# Work item
Where a line in the material below has the string "white", please report it.

# Extracted records
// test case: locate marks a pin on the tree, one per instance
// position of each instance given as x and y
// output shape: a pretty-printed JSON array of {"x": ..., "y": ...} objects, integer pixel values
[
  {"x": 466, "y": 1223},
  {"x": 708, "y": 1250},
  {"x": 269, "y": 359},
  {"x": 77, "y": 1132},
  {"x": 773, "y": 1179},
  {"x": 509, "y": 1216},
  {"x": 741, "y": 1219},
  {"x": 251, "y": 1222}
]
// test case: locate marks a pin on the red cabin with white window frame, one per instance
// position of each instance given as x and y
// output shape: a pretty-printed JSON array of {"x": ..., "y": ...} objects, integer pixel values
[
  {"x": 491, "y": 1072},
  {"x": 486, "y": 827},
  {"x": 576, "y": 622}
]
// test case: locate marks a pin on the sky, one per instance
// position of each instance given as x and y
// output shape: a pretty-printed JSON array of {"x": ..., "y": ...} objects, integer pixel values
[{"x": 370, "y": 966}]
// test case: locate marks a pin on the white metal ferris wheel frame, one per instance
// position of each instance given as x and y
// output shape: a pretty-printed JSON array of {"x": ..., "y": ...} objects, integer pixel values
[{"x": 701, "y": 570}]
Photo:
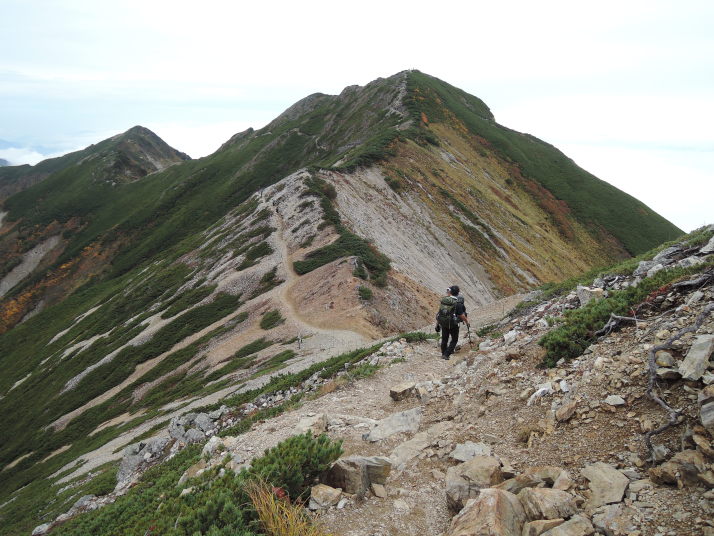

# Answer to this exercise
// test case: locate marks a pin on the red cabin with white window frame, one per instance
// test case: locate marks a pin on the white metal ferris wheel frame, one per instance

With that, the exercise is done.